- Objectif 1:
Citez le texte sur les achats d’armes de Djibouti, depuis « - Décret n° » jusqu’à « texte. (eJO – Journal Officiel de Djibouti) » inclus.
- Objectif 2:
Prolongez le texte sur les achats d’armes de Djibouti au-delà de sa dernière phrase.

- Texte fourni:
=-=-=

Djibouti-Houthis-Iran : La présidence djiboutienne a-t-elle acheté des armes pour le Houthi sur financement iranien ?

Introduction :
Ce dossier documente une opération d’acquisition d’armement impliquant Djibouti et le fabricant brésilien Forjas Taurus S.A. entre 2013 et 2015. Des virements d’un montant total de 2,28 millions USD ont transité via des sociétés-écrans et une banque locale, en contournement des procédures légales djiboutiennes. La présence d’un individu sanctionné par l’ONU, Fares Mana’a, et l’implication d’entités présidentielles hors chaîne budgétaire et de défense soulèvent de graves questions de conformité et de risques financiers.
- Lois violées (rappel bref)
a)Lois djiboutiennes
- Code des marchés publics (Loi n° 53/AN/09/6ème L + textes d’application) : la mise en concurrence est la règle au-delà de 5 millions DJF ; contrôle en amont/aval par la Commission nationale des marchés et respect des procédures formalisées (documents-types, manuel, charte d’éthique). Des achats d’armement « en direct » par des entités non compétentes ou sans procédure enfreignent ces exigences. (natlex.ilo.org, Droit-Afrique, World Bank)
- Décret n° 98-0085/PR/DEF du 13 juillet 1998 (réorganisation financière de l’armée et de la gendarmerie) : le Ministre de la Défense est ordonnateur (principal) des dépenses de défense ; le Chef d’état-major est ordonnateur secondaire pour l’engagement juridique préalable ; le définitif relève du Ministre de la Défense. Des engagements et paiements opérés en dehors de cette chaîne (ex. par la Présidence) contreviennent à ce décret. (eJO – Journal Officiel de Djibouti)
- Organisation générale du Ministère de la Défense (Décret n° 98-0079/PR/DEF) : le Ministre prépare et contrôle l’exécution du budget de la défense. Des acquisitions réalisées sans ce contrôle peuvent violer ce texte. (eJO – Journal Officiel de Djibouti)

=-=-=

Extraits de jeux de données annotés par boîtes
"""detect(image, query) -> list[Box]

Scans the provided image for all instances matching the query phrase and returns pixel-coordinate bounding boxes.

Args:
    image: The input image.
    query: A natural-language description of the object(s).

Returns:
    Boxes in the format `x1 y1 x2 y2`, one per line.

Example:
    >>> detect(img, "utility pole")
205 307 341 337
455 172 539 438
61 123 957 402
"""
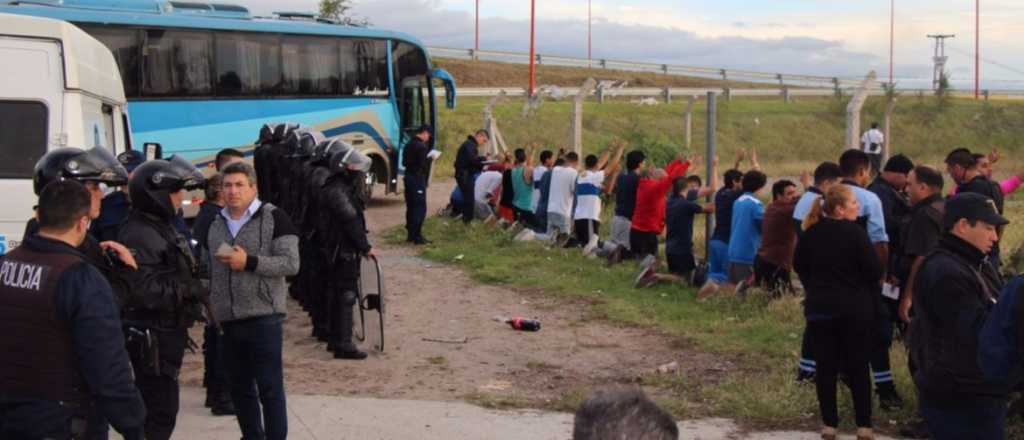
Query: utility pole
928 34 956 90
889 0 896 87
587 0 594 68
974 0 981 100
526 0 537 96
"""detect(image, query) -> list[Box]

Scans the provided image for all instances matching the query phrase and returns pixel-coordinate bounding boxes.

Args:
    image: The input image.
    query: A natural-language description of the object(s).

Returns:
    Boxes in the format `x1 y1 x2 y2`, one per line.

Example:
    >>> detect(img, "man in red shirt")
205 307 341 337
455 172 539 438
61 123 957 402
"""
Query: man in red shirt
630 153 690 258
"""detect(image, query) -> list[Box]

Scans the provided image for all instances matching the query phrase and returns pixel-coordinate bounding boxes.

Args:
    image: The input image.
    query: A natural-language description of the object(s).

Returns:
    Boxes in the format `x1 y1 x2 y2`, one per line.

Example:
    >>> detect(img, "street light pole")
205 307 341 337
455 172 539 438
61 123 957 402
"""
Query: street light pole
889 0 896 87
527 0 537 96
974 0 981 99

=-=-=

- Corrigé 1:
- Décret n° 98-0085/PR/DEF du 13 juillet 1998 (réorganisation financière de l’armée et de la gendarmerie) : le Ministre de la Défense est ordonnateur (principal) des dépenses de défense ; le Chef d’état-major est ordonnateur secondaire pour l’engagement juridique préalable ; le définitif relève du Ministre de la Défense. Des engagements et paiements opérés en dehors de cette chaîne (ex. par la Présidence) contreviennent à ce décret. (eJO – Journal Officiel de Djibouti)
- Organisation générale du Ministère de la Défense (Décret n° 98-0079/PR/DEF) : le Ministre prépare et contrôle l’exécution du budget de la défense. Des acquisitions réalisées sans ce contrôle peuvent violer ce texte. (eJO – Journal Officiel de Djibouti)

- Corrigé 2:
- Rôle budgétaire du Ministère du Budget : ordonnateur délégué unique du budget de l’État (règle de disponibilité des crédits). Passer outre son contrôle préalable peut contrevenir au cadre budgétaire. (Ministère du Budget —, unstats.un.org)
- b) Lois internationales.
- Résolutions du Conseil de sécurité de l’ONU (notamment celles visant Fares Mana’a — SOI.008) ;
- Normes internationales de lutte contre le blanchiment d’argent (LBC/FT) ;
- Obligations des États en matière de traçabilité des transferts d’armes ;
- Conventions internationales contre la corruption (e.g., Convention de l’ONU contre la corruption).
2) Montants totaux utilisés / facturés (d’après vos documents)
- Virements SWIFT vers Forjas Taurus S.A. (Brésil) :
– 930 235 USD (International Commercial Bank of Djibouti → Citibank N.A., São Paulo), avec référence aux factures TAU 49047 et TAU 49052.
– 1 356 247 USD (même circuit bancaire).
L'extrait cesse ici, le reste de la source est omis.